Texto proporcionado
☆ ☆ ☆ ☆ ☆ ☆ ☆
Camarada de armas de Lin Piao en los albores de la revolución, fue el artífice de su derrota política y de su muerte física en 1971. A su paso fueron quedando —devorados por las disidencias políticas— intelectuales como Li Li-san (fundador del partido) y brillantes mariscales como Ho Lung, Chen Yi (viceprimer ministro de Relaciones Exteriores y conquistador de Shangai), Peng Teh-huai, el héroe de la guerra de Corea que perdió su puesto en 1950.
Así, sólo dos personajes de la vieja guardia se salvaron de las purgas internas motorizadas por Mao: uno, el poeta Tung Pi wü, quizás el hombre más culto de China, fallecido en 1975, y Chou En-lai, uno de los individuos más astutos que haya transitado por los delicados equilibrios de la política internacional. Sin embargo, todos estos sucesos —su imagen de Buda y sus virtudes de milagrero— no alcanzan a retratar al personaje que suscitara un culto a la personalidad tan inverosímil que sus estatuas se construían en Pekín más altas que cualquier edificio y su retrato estaba colgado en la puerta de entrada de todas las casas de China, como antaño se colocaban leones para espantar a los malos espíritus. Agnes Smedly, una periodista norteamericana que fue íntima amiga y biógrafa del mariscal Chu Teh en la década del 30, dice de Mao: "Es casi femenino por su sensibilidad y sus gestos suaves, pero sus rápidas decisiones y su fuerza de voluntad son férreas como las de un gigante". Enigmático —no habló en público desde 1949—, controvertido, fue uno de los estadistas que signó el siglo y un hombre que —sin proponérselo— se convirtió en un dios.
☆ ☆ ☆ ☆ ☆ ☆ ☆
Datos extraídos
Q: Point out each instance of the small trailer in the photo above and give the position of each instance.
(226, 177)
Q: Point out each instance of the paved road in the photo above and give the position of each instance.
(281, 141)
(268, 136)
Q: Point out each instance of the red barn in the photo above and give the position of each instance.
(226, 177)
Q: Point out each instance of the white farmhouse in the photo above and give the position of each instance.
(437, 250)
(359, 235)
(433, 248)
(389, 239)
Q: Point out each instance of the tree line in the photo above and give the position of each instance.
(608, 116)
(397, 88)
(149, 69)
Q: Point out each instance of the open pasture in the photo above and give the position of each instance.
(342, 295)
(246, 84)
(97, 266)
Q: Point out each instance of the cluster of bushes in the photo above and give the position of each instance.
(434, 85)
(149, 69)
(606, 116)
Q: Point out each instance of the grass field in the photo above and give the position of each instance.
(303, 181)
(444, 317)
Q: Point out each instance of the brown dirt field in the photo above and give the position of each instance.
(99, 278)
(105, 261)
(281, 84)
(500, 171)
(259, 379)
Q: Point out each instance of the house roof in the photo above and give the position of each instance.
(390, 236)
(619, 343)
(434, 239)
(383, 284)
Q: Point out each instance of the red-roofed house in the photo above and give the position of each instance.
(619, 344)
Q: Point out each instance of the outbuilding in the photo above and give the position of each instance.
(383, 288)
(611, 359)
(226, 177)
☆ ☆ ☆ ☆ ☆ ☆ ☆
Tareas requeridas
1. Enumera a todas las personas que, según el texto sobre Mao, fueron quedando a su paso devoradas por las disidencias políticas.
2. Indica si cada afirmación concuerda con el texto sobre Mao y cita las palabras que lo deciden: (a) Tung Pi wü murió en 1975; (b) Mao habló en público con frecuencia después de 1949; (c) Agnes Smedly fue biógrafa de Chou En-lai.

Soluciones por tarea
1. Li Li-san, Ho Lung, Chen Yi y Peng Teh-huai.

2.
(a) Sí: "fallecido en 1975".
(b) No: "no habló en público desde 1949".
(c) No: "íntima amiga y biógrafa del mariscal Chu Teh".